Problem description = Rewrite only the lines starting with the line that contains "The component shall locate the potted" and going on through the line that contains "(497, 1115)", putting "module" wherever "component" appears and keeping everything else the same.

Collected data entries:

◇ ◇ ◇

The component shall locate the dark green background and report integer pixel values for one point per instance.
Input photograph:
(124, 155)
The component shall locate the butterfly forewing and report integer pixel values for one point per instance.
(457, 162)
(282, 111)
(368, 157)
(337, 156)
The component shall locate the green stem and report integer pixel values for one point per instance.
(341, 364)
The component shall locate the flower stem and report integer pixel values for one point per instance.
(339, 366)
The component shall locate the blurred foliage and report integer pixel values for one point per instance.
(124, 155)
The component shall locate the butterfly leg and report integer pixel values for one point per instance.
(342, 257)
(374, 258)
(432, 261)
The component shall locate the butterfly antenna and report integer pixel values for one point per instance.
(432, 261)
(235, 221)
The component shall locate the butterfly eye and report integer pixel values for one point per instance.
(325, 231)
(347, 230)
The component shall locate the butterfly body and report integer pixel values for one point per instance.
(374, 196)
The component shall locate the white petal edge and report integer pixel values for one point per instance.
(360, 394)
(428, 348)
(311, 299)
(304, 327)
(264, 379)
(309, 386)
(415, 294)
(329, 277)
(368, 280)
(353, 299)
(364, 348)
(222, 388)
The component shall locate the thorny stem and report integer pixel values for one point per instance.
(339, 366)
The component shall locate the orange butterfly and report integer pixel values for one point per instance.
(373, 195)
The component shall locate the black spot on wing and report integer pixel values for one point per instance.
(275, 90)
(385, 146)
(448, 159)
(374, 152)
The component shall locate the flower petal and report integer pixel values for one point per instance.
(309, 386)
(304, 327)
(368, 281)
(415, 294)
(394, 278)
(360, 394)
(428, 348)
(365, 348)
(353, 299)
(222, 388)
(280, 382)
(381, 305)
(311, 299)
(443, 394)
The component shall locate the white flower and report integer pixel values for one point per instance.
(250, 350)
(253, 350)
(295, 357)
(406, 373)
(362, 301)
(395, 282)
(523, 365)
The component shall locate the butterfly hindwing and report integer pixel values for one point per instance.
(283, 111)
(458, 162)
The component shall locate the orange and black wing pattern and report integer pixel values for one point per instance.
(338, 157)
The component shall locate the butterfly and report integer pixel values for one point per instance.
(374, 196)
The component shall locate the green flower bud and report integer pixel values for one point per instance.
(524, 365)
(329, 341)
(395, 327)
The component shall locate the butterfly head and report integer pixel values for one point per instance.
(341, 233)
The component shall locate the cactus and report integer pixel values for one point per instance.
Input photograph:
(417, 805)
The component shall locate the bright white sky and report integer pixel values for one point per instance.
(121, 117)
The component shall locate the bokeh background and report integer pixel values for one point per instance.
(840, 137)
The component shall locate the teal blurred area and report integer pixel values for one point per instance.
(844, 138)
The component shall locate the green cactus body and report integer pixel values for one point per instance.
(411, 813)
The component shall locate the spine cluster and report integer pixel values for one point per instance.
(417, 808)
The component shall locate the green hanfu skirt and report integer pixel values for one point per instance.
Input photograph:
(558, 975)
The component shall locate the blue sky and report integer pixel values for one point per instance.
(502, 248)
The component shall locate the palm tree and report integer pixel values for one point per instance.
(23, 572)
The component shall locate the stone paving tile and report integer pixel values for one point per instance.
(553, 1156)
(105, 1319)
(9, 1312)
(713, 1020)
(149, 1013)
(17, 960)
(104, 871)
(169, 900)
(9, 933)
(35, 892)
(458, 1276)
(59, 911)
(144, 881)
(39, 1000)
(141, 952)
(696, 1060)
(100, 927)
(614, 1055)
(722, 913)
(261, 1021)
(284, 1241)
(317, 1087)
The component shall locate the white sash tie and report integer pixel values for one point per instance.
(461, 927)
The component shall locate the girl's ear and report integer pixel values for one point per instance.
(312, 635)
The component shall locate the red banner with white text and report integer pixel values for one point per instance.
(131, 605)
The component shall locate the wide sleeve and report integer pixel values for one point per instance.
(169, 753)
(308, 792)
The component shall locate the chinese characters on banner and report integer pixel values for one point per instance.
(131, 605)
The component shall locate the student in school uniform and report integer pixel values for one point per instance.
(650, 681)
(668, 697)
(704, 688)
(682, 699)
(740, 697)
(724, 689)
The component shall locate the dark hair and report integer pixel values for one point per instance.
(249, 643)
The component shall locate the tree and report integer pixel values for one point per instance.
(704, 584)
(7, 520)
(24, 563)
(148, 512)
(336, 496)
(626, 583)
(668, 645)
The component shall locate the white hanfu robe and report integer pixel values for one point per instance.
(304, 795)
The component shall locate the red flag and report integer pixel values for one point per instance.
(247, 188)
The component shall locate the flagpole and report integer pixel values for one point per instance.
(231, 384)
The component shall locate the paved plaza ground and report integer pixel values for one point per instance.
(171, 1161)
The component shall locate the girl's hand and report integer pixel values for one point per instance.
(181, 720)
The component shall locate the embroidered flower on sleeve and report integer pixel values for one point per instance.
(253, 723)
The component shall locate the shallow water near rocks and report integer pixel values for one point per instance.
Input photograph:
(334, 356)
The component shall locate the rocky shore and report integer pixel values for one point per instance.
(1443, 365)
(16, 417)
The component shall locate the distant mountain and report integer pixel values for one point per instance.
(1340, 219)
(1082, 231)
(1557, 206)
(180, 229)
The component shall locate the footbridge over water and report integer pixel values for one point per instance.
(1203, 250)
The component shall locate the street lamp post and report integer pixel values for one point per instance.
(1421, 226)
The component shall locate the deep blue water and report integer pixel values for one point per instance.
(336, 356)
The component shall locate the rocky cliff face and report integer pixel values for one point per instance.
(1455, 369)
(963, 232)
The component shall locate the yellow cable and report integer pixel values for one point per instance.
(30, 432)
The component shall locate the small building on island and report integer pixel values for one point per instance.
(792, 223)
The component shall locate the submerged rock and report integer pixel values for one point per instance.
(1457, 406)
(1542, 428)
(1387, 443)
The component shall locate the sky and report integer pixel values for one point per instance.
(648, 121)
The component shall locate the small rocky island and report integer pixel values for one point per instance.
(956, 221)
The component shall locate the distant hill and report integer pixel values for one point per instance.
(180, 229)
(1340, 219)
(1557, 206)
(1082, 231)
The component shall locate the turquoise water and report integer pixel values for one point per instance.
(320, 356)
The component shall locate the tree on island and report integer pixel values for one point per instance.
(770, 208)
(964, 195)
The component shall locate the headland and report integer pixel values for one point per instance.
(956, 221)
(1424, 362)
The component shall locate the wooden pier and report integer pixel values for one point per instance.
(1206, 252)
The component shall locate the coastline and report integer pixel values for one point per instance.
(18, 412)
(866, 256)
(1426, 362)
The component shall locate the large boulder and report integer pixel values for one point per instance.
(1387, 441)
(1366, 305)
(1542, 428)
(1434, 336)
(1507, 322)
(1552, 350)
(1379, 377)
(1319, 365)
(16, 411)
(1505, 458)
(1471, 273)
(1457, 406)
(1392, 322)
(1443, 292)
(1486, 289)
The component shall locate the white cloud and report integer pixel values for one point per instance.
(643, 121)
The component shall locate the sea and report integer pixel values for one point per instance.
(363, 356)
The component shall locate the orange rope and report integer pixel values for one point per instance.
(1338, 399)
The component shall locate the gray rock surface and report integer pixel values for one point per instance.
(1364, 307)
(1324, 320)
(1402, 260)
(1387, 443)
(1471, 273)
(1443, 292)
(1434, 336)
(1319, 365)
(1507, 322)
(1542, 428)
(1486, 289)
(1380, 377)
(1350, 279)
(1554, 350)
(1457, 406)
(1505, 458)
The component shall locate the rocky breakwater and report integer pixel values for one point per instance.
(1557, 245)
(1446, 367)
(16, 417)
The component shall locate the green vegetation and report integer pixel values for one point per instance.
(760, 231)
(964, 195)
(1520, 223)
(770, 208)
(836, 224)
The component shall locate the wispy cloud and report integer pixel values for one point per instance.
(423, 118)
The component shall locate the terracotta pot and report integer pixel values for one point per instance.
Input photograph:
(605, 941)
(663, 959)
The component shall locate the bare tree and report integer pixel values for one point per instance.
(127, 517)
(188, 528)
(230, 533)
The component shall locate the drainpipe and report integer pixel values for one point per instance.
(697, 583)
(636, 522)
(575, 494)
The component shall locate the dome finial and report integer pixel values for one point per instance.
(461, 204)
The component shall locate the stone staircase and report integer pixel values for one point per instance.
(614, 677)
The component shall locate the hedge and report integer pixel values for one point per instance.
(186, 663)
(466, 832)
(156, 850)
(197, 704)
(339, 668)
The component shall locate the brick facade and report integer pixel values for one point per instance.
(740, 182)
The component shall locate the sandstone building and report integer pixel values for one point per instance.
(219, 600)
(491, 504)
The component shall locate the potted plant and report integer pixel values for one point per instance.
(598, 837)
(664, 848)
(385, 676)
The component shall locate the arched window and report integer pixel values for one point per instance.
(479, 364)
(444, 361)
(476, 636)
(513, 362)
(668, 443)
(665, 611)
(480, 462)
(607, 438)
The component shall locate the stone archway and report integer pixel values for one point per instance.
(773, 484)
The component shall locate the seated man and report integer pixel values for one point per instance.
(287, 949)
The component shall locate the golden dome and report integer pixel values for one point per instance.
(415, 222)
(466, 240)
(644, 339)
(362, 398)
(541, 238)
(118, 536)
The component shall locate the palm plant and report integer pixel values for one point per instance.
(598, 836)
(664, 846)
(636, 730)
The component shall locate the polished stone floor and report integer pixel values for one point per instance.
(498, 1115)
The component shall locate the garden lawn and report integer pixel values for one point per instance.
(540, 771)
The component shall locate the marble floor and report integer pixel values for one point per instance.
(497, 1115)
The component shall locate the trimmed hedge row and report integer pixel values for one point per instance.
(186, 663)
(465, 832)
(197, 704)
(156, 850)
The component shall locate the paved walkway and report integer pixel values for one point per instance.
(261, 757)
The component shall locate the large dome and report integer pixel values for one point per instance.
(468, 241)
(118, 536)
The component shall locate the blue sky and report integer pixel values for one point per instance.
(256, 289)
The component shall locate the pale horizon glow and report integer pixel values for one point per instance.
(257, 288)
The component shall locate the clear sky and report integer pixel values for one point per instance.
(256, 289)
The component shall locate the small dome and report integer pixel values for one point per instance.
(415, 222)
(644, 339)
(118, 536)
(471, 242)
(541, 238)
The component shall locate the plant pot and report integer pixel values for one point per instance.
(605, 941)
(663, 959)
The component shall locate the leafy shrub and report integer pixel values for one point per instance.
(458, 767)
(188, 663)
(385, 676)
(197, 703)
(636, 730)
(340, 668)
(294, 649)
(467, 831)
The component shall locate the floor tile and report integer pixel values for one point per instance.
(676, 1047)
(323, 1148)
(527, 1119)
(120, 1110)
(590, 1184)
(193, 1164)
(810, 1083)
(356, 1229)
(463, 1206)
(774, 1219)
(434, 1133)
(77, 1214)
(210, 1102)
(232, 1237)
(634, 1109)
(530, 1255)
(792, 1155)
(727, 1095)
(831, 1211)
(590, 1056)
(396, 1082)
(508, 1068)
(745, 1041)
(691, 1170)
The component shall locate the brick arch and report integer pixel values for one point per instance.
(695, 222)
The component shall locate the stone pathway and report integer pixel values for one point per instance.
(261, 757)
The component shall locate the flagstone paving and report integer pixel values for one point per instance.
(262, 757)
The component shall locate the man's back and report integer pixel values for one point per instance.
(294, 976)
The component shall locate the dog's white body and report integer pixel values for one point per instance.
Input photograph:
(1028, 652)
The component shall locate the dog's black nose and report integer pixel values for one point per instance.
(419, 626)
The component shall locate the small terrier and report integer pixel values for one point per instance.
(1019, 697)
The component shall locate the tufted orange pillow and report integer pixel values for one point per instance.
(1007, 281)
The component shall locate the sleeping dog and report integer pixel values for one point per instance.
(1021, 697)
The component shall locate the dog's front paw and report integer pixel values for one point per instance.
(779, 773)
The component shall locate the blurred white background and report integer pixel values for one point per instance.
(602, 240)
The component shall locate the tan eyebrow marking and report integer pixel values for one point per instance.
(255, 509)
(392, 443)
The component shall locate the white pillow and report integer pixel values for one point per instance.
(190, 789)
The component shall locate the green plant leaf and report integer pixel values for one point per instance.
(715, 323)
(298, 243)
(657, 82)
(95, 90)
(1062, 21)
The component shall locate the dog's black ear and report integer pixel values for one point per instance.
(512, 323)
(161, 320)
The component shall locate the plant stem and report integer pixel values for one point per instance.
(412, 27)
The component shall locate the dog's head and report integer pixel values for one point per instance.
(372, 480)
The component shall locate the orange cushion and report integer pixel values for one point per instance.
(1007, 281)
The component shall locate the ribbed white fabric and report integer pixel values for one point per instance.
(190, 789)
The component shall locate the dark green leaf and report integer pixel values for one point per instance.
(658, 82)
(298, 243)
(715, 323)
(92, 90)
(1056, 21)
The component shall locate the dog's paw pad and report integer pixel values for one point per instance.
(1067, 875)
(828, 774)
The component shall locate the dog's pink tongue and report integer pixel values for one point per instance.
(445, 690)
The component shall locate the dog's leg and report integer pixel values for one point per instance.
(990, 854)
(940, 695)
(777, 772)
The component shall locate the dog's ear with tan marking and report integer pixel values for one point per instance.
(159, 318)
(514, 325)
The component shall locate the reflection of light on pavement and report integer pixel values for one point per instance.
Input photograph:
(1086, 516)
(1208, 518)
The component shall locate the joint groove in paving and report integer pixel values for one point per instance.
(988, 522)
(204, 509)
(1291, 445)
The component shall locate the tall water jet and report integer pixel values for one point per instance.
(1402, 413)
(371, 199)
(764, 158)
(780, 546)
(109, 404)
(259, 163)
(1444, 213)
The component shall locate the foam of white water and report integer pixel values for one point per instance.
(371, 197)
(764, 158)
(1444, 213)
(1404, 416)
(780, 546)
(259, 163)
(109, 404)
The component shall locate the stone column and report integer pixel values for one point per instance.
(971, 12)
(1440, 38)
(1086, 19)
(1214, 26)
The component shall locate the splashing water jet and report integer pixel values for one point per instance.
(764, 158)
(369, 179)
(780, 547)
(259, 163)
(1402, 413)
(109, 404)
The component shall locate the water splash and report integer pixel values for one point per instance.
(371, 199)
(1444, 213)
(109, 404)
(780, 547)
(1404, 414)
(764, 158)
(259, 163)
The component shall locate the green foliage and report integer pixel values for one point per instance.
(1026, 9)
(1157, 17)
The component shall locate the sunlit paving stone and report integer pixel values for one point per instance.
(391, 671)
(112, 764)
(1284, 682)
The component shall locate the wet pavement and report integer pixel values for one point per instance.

◇ ◇ ◇

Exercise solution =
The module shall locate the potted plant and report integer pixel values for one point per instance.
(598, 837)
(664, 848)
(385, 676)
The module shall locate the arched window and report integer pixel values for one point per instance.
(479, 364)
(444, 361)
(476, 636)
(513, 362)
(668, 443)
(665, 611)
(480, 462)
(607, 438)
The module shall locate the stone archway and report integer pixel values for one point per instance.
(773, 484)
The module shall locate the seated man and report integer pixel values for one point per instance.
(287, 949)
The module shall locate the golden dome and report integer pixel values for one point per instance.
(415, 222)
(466, 240)
(644, 339)
(362, 398)
(541, 238)
(118, 536)
The module shall locate the palm plant and report integer pixel values for one point per instance.
(598, 836)
(664, 846)
(636, 730)
The module shall locate the polished stone floor and report integer pixel values for one point per instance.
(498, 1115)
The module shall locate the garden lawn and report integer pixel values for one point per instance.
(540, 771)
The module shall locate the marble floor and report integer pixel values for one point per instance.
(497, 1115)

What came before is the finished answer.